Exercise directions. List each line of the listing below that contains the string "small". Reproduce the matching lines unchanged.

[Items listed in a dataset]
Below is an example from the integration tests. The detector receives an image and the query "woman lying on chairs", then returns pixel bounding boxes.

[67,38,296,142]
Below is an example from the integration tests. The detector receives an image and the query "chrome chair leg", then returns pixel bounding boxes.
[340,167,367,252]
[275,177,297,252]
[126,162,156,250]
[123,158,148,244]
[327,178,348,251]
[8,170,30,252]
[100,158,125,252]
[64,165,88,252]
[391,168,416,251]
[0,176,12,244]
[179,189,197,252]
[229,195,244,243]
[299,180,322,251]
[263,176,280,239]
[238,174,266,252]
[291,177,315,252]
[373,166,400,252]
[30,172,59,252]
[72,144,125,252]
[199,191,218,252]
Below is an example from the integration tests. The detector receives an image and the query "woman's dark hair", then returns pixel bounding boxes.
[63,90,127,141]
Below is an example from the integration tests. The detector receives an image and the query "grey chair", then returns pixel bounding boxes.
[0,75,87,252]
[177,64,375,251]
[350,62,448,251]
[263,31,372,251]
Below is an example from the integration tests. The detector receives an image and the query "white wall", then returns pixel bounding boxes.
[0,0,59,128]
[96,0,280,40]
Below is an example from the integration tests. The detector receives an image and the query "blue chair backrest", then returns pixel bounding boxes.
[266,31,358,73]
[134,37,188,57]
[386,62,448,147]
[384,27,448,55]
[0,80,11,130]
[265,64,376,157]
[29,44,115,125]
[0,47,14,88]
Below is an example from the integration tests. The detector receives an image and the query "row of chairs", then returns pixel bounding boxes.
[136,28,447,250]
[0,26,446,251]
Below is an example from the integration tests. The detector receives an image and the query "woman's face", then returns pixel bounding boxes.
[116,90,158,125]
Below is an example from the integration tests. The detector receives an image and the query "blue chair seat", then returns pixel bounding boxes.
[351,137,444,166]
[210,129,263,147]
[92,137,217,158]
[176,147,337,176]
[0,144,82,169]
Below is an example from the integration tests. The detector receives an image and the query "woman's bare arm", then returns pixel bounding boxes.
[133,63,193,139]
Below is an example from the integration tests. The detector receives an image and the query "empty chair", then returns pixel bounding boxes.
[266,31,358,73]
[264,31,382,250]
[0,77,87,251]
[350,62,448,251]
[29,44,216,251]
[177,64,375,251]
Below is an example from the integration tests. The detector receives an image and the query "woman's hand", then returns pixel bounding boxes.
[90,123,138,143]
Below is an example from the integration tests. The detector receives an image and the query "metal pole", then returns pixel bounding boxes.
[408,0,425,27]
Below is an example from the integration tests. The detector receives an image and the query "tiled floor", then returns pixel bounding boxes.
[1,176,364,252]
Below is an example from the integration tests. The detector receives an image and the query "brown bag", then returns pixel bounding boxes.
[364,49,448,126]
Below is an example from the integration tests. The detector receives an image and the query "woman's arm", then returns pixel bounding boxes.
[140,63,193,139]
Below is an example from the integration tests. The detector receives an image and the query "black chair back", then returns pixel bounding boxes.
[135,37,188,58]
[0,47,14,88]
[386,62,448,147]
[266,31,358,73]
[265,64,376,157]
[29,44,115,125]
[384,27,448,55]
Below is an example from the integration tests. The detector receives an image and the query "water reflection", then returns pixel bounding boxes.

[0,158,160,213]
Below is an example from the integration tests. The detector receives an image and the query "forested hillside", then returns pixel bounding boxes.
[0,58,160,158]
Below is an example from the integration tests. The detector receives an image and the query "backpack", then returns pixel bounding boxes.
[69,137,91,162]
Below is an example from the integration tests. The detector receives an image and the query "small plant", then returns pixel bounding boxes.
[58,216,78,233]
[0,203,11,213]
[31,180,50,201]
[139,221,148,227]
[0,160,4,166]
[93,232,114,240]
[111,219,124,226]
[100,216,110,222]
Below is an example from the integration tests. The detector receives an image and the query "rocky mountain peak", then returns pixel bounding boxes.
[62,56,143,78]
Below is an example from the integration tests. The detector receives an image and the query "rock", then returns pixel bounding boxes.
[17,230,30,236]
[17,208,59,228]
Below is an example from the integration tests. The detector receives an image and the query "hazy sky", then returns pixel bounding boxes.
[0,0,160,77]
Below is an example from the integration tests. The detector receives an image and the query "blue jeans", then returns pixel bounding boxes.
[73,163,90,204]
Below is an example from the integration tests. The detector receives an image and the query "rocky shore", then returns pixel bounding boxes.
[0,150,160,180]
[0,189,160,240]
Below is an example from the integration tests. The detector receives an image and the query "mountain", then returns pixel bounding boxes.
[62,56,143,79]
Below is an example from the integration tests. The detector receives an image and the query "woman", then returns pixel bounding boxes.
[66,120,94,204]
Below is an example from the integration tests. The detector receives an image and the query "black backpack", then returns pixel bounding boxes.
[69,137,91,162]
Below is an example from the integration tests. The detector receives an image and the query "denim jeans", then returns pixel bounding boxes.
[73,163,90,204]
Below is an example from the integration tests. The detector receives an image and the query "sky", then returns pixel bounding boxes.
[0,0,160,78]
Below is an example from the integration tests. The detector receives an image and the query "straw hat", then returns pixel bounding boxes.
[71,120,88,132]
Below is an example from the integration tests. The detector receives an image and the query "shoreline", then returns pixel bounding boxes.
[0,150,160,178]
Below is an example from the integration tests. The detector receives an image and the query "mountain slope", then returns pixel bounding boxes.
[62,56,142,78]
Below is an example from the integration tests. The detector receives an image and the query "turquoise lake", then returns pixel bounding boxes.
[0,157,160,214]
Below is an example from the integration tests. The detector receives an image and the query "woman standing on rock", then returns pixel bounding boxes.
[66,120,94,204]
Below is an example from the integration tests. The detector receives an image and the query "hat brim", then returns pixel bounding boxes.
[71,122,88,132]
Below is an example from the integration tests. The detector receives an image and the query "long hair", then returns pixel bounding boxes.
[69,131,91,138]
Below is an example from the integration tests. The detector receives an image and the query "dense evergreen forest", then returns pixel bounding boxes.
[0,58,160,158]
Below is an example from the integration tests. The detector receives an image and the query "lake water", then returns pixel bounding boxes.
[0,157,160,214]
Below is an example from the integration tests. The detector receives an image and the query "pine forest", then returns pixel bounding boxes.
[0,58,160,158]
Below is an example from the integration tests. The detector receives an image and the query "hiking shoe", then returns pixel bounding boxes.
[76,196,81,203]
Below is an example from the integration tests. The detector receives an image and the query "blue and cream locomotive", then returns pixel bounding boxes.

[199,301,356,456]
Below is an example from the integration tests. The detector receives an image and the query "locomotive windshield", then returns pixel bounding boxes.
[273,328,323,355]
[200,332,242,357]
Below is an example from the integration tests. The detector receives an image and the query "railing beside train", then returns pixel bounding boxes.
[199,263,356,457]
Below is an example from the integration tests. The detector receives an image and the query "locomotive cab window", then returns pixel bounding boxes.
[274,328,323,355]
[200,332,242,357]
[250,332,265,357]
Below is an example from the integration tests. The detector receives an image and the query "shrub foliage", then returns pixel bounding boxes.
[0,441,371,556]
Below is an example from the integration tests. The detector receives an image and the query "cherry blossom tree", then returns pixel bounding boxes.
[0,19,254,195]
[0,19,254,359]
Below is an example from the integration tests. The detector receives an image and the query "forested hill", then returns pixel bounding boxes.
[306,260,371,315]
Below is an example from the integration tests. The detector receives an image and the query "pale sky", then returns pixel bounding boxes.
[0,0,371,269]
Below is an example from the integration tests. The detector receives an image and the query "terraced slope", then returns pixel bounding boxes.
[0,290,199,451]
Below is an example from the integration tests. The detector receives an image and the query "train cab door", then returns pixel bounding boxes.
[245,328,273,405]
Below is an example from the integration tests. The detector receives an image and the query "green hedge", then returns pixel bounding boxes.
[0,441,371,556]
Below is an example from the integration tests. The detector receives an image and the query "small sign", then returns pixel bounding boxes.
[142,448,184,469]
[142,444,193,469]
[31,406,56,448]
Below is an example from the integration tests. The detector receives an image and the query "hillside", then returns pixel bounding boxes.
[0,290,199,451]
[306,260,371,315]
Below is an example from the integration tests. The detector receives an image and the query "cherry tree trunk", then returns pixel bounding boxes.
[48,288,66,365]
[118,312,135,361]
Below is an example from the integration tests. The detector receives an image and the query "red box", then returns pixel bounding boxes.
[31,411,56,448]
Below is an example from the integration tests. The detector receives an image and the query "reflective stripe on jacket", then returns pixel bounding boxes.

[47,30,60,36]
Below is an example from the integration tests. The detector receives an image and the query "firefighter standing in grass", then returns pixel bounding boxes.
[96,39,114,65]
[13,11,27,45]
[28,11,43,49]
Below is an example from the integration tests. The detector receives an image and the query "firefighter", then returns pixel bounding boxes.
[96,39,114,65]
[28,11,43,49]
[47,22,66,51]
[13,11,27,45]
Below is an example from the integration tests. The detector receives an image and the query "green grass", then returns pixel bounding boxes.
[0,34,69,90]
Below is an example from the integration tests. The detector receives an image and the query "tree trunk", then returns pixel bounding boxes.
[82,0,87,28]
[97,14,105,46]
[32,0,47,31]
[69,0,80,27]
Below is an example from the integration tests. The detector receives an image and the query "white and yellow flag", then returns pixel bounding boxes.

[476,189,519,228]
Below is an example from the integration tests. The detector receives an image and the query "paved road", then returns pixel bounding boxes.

Response below.
Below is an example from the integration tests. The detector receives an image and the query "small plant", then returns pixel bounding boxes.
Below is an example from the integration tests. The detector receives an image and the query "small sign", then returns pixel bounding boxes.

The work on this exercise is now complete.